TRAVAIL À FAIRE:
(1) Répondez à ces questions d'après l'extrait sur Hannibal :
(a) Pendant combien d'années Hannibal a-t-il fait la guerre en territoire ennemi ?
(b) Dans quelle région Hannibal s'est-il retiré en abandonnant le reste de l'Italie ?
(c) Quel souci occupait les Carthaginois au lieu d'envoyer des secours à Hannibal ?
(2) Reproduisez sans rien changer le passage de l'extrait sur Hannibal qui commence à « Situation des armées » et se termine à « seul général. (2) ».

EXTRAIT CHOISI:

Situation des armées carthaginoises à la fin de 207
[XXVIII, 12]
(1) Contre Hannibal, on ne fit rien cette année-là. Car, de
lui-même, il ne se présenta pas au combat, après le coup si récent porté à sa
patrie et à sa famille, et les Romains ne troublèrent pas son repos: tant ils
croyaient de force, quoique tout croulât autour de lui, en ce seul général. (2)
Et peut-être a-t-il été plus étonnant dans les revers que dans le succès, (3)
lui qui, faisant la guerre en territoire ennemi, pendant treize ans, si loin de
chez lui, avec des fortunes diverses, à la tête non d'une armée nationale, mais
d'un mélange trouble d'hommes de toutes nations qui n'avaient ni lois, ni
coutumes, ni langue communes, différents par l'extérieur, différents par le
vêtement, différents par les armes, différents par leurs rites, différents par
leurs cérémonies, différents presque par leurs dieux, (4) les unit tous si bien
par un véritable lien, qu'il ne se produisit aucune sédition ni entre eux, ni
contre leur général, (5) quoiqu'on manquât souvent, en territoire ennemi,
d'argent pour la solde et de vivres, faute de quoi, dans la première guerre
punique, mainte abomination avait été commise entre généraux et soldats. (6) Et
après la destruction de l'armée d'Hasdrubal et de son chef, sur qui reposait
tout espoir de victoire, après qu'en se retirant dans un coin du Bruttium on eut
abandonné tout le reste de l'Italie, qui ne trouverait étonnant qu'il n'y ait eu
aucune émeute dans le camp d'Hannibal? (7) Car, à toutes les autres difficultés,
il s'était ajouté qu'on espérait seulement, même pour nourrir cette armée, sur
le territoire du Bruttium, qui, même cultivé tout entier, était petit pour
nourrir une si grande armée; (8) or à ce moment une grande partie de sa
jeunesse, enlevée à la culture des champs, était prise par la guerre; et il y
avait encore la coutume - défaut inné chez la nation des Bruttii - de piller le
pays en faisant campagne. (9) D'autre part, de Carthage on n'envoyait rien à
Hannibal, les Carthaginois s'inquiétant de garder l'Espagne, comme si tout
allait bien pour eux en Italie!

MATÉRIEL PRÉSENTÉ:
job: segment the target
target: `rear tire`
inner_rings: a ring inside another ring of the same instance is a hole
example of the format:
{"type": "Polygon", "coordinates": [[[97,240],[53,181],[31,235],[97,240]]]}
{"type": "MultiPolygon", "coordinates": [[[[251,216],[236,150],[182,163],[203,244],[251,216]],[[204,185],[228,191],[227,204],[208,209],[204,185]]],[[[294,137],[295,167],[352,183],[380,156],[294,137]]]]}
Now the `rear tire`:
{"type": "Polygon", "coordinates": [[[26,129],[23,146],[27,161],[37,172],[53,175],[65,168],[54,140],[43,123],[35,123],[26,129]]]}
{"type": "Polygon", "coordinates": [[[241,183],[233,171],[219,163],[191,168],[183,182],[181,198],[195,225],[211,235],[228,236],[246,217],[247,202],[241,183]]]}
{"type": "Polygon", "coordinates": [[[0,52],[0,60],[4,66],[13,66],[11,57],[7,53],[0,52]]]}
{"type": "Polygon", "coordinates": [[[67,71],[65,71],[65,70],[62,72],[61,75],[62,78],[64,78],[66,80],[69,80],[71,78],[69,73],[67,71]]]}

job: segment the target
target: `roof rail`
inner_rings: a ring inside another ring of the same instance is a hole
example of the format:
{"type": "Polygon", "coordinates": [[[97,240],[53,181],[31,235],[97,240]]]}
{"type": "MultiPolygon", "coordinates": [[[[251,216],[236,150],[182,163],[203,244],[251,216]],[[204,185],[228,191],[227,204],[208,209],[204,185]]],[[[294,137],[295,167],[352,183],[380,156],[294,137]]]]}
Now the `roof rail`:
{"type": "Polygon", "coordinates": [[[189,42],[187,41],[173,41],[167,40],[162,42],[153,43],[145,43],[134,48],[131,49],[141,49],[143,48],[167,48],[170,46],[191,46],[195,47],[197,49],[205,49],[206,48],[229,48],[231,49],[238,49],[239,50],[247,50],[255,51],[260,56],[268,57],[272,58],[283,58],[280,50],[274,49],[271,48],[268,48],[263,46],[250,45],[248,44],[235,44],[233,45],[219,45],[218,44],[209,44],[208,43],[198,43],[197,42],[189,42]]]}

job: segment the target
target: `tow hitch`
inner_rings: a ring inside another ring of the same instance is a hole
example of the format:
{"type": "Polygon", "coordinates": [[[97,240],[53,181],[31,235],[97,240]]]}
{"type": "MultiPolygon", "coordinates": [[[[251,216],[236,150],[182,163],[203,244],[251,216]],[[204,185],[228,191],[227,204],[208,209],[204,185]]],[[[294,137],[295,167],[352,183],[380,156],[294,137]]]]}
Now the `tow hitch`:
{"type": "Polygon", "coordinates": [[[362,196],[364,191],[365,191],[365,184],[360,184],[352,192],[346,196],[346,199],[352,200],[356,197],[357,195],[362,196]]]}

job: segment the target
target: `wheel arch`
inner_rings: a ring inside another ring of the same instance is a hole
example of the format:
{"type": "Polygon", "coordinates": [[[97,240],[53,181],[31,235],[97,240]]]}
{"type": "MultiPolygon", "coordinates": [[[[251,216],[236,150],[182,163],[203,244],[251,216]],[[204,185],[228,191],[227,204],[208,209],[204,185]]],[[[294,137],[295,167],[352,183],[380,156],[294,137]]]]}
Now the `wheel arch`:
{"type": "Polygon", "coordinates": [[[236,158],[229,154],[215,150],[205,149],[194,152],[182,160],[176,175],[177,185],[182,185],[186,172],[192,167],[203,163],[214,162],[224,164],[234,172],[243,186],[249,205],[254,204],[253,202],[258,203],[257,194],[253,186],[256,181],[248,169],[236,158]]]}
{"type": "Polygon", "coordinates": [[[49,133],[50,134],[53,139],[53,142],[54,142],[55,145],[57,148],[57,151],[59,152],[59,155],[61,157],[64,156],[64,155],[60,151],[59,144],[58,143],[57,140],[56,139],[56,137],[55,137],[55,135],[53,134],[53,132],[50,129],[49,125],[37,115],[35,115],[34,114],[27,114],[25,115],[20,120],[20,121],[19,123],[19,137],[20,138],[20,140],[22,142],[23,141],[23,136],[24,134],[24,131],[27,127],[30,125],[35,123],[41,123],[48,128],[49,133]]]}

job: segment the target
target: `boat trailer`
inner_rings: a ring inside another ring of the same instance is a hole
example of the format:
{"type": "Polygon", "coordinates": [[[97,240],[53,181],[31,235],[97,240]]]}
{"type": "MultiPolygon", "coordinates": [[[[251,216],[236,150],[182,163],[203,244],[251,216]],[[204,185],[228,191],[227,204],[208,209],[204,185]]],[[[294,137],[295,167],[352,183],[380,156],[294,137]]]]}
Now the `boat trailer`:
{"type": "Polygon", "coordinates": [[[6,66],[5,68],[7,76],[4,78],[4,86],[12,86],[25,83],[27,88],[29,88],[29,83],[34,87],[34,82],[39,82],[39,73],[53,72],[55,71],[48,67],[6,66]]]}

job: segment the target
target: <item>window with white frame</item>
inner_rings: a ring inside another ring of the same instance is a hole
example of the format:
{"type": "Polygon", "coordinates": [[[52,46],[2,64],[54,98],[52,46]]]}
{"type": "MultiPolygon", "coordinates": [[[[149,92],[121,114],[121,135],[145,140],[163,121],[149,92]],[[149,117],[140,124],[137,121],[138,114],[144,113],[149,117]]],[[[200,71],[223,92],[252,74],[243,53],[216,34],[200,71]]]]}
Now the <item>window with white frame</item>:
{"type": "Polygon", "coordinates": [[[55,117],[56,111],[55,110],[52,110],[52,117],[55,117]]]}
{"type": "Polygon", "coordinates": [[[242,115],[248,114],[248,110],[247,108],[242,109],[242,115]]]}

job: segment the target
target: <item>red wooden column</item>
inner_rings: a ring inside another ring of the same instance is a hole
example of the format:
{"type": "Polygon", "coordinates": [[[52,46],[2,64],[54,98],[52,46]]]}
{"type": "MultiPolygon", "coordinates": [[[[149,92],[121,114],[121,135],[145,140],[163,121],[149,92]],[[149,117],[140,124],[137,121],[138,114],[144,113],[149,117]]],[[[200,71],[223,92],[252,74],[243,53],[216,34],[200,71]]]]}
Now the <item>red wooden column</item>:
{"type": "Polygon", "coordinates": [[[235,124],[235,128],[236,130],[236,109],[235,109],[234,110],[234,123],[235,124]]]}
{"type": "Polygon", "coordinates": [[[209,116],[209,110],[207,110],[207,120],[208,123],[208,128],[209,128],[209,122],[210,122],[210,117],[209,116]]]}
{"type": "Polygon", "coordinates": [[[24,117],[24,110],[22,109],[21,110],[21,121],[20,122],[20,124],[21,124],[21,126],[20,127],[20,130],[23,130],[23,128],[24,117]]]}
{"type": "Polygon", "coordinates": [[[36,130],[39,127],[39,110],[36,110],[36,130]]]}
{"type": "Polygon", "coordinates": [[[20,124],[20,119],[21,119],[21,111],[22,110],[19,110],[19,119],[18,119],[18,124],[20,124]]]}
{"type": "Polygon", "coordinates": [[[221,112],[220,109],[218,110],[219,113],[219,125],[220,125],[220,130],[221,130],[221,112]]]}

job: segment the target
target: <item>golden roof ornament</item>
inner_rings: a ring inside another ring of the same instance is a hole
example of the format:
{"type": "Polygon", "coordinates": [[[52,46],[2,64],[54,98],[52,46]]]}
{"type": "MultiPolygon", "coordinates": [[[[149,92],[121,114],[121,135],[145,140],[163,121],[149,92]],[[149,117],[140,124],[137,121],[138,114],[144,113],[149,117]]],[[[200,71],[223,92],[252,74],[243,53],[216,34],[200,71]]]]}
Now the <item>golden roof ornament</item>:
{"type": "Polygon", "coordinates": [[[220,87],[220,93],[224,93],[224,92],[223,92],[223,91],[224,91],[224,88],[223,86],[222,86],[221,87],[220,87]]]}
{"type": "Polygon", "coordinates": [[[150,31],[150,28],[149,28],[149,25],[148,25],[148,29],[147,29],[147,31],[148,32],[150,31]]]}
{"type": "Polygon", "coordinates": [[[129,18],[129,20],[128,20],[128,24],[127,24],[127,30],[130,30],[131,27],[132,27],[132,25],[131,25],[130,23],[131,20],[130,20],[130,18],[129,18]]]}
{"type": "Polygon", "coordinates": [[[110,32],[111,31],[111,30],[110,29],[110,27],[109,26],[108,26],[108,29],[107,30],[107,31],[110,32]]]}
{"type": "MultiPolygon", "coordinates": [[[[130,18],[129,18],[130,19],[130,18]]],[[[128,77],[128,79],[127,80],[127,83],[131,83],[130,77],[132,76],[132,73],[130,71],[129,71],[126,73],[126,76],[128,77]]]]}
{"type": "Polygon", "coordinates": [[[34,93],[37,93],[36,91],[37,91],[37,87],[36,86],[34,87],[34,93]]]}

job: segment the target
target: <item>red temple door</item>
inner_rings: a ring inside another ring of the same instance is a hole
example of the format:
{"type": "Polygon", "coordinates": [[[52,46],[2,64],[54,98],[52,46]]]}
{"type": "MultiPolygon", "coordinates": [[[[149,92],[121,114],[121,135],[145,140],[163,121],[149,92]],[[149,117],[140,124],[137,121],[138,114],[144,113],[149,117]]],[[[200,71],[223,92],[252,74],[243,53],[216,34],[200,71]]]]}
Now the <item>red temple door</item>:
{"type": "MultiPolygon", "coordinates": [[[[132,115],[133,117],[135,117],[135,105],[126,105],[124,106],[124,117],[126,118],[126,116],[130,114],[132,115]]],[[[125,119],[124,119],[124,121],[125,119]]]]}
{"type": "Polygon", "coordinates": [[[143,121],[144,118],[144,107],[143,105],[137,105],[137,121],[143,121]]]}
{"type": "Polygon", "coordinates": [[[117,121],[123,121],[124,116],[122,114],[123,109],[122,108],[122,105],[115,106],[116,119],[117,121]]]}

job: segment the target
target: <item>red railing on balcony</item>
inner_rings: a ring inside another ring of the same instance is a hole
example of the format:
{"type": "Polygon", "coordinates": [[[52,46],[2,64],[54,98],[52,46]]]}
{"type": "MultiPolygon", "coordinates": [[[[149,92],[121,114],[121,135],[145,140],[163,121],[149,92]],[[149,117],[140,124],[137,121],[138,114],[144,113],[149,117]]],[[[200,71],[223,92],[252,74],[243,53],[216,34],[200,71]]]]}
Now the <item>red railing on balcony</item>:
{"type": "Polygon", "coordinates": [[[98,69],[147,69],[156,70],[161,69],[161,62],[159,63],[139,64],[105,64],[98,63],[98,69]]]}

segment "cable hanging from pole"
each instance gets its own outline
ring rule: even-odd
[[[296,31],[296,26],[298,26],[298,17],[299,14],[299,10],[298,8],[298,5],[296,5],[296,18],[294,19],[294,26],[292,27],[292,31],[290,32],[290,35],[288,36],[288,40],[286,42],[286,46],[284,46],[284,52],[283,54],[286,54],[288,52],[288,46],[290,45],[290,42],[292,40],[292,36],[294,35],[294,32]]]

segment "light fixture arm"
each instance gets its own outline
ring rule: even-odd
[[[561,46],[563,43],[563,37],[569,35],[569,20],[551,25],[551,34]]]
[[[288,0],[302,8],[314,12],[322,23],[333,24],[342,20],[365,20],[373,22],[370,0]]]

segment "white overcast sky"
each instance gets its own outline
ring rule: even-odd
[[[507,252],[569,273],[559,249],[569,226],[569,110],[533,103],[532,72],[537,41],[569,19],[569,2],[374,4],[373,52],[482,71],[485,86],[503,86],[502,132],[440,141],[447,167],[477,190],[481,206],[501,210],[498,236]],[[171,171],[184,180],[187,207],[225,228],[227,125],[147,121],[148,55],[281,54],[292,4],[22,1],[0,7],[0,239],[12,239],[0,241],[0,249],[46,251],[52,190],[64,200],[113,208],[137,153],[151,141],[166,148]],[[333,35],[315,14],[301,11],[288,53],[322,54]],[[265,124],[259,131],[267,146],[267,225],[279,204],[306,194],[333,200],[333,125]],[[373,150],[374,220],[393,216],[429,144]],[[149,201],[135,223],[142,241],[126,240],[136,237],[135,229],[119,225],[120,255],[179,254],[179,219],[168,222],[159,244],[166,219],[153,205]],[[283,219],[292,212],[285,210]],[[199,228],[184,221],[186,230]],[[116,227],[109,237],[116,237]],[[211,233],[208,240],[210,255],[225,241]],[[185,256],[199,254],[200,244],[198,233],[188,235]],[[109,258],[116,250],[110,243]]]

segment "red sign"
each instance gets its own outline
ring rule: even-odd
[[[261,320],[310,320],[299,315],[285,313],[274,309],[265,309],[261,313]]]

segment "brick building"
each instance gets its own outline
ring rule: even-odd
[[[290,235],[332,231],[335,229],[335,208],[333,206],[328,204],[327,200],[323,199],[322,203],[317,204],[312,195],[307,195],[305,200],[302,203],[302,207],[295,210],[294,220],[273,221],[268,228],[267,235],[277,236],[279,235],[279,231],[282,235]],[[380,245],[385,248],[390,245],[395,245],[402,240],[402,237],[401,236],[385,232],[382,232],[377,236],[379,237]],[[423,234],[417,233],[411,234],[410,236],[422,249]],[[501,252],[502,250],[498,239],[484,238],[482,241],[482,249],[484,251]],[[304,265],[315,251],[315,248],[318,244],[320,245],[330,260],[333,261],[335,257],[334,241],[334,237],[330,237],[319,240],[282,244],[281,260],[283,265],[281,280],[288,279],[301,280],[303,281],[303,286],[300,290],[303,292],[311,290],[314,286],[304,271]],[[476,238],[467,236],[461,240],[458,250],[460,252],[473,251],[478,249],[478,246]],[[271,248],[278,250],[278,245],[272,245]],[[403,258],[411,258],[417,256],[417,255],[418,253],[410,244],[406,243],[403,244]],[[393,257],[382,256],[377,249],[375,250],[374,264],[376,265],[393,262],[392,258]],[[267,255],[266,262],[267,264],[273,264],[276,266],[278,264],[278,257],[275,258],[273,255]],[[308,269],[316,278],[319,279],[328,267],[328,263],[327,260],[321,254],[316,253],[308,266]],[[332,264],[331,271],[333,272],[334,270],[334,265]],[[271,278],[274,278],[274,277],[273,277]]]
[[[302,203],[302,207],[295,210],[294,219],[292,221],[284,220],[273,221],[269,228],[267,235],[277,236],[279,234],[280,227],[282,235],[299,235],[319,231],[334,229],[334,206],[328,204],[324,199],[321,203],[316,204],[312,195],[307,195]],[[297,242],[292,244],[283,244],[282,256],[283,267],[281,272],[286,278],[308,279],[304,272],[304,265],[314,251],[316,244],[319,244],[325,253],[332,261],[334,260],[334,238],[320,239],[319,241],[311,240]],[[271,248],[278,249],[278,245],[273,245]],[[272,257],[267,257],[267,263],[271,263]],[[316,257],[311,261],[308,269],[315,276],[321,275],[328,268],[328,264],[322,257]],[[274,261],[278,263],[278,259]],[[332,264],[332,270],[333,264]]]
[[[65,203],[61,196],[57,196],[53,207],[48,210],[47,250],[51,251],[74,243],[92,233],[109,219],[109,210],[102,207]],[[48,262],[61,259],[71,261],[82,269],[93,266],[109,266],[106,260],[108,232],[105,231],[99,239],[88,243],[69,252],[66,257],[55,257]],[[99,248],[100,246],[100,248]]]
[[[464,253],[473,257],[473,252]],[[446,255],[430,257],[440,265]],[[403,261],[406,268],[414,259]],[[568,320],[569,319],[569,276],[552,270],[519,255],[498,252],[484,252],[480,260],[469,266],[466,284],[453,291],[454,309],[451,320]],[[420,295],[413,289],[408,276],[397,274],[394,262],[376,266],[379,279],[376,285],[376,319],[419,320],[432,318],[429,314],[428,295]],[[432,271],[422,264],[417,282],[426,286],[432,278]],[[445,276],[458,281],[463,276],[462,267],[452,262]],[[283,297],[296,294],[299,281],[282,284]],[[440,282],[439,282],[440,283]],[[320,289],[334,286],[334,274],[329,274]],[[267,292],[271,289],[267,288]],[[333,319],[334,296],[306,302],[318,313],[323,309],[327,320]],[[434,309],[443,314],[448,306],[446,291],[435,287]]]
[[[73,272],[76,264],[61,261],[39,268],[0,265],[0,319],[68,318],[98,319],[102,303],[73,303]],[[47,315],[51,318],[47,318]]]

CORRIGÉ CI-DESSOUS:
(1)
(a) Pendant treize ans.
(b) Dans un coin du Bruttium.
(c) Garder l'Espagne.

(2)
Situation des armées carthaginoises à la fin de 207
[XXVIII, 12]
(1) Contre Hannibal, on ne fit rien cette année-là. Car, de
lui-même, il ne se présenta pas au combat, après le coup si récent porté à sa
patrie et à sa famille, et les Romains ne troublèrent pas son repos: tant ils
croyaient de force, quoique tout croulât autour de lui, en ce seul général. (2)